## The task
Find the word "this" in the material below and gather every line that contains it.

## Given records
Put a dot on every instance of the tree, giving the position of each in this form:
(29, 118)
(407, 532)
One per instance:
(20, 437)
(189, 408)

--

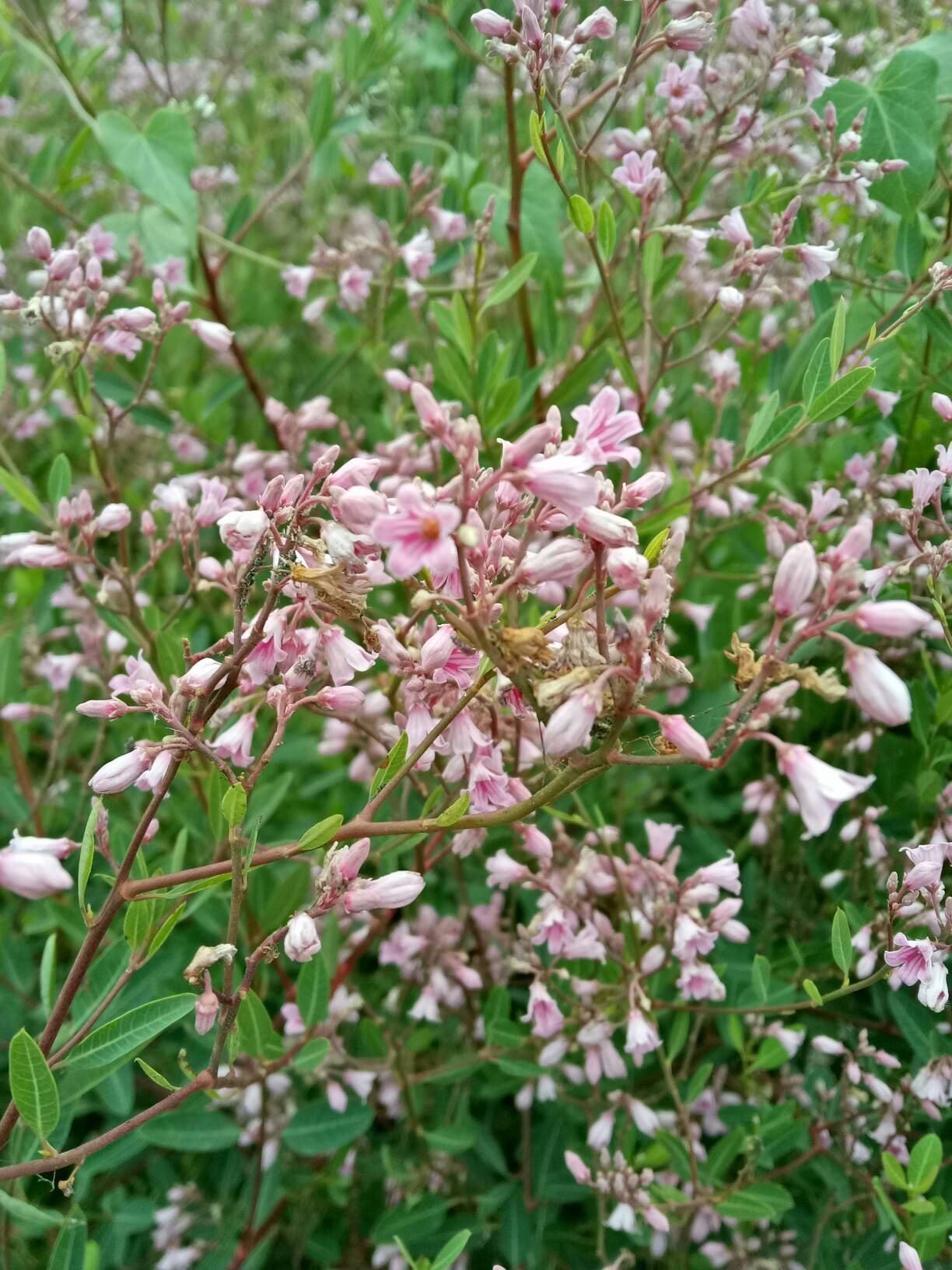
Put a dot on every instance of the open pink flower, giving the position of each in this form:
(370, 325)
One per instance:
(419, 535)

---

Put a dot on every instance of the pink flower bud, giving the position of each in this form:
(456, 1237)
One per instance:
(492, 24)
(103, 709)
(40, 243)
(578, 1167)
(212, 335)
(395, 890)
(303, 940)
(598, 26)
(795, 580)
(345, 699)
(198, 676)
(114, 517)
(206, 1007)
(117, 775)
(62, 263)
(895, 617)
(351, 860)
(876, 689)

## Your response
Put a dot on every instance of the tree, giving the position of each in this form:
Put a dot on every instance of the open pink flower, giving the position of each in this form:
Put a dot on every instance of the pink flower bud, giving the position of each in this form:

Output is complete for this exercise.